→ Exercise task
Rewrite every item below with "lone dot" substituted for each occurrence of "single point", leaving everything else untouched.

(Records from a data source)

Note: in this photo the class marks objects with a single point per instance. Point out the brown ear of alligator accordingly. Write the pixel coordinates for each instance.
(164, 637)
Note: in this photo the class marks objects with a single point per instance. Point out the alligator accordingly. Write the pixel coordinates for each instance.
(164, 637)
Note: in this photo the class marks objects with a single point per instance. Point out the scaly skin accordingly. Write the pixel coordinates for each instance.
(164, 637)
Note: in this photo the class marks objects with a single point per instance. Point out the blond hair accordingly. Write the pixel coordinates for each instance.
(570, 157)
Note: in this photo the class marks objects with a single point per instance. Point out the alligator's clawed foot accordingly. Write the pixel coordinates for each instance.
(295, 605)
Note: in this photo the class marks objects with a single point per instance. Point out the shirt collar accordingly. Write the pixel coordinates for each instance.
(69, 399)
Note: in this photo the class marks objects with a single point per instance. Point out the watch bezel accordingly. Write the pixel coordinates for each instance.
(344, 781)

→ Full output
Note: in this photo the class marks objects with a lone dot per instance. Point out the brown ear of alligator accordingly. Write the pixel coordinates for each instance.
(164, 637)
Note: in this photo the class marks objects with a lone dot per instance. Point out the alligator accordingly. Write the pixel coordinates for each instance.
(164, 637)
Note: in this photo the class marks objects with a lone dot per instance. Point out the scaly skin accordingly. Write the pixel coordinates for each instance.
(164, 637)
Note: in this photo the class marks objects with a lone dot per instance. Point out the blond hair accordingly. Write the pixel coordinates for each instance.
(570, 157)
Note: in this photo the class marks objects with a lone dot per instance. Point out the alligator's clawed foot accordingly. Write the pixel coordinates for each instance.
(295, 605)
Note: in this photo the class marks objects with a lone dot per instance. Point out the shirt collar accordingly. Write the pixel coordinates for each instance.
(69, 399)
Note: in this photo the class marks objects with a lone dot per instance. Point out the watch bezel accordingly. Write the pixel coordinates for each instance.
(344, 781)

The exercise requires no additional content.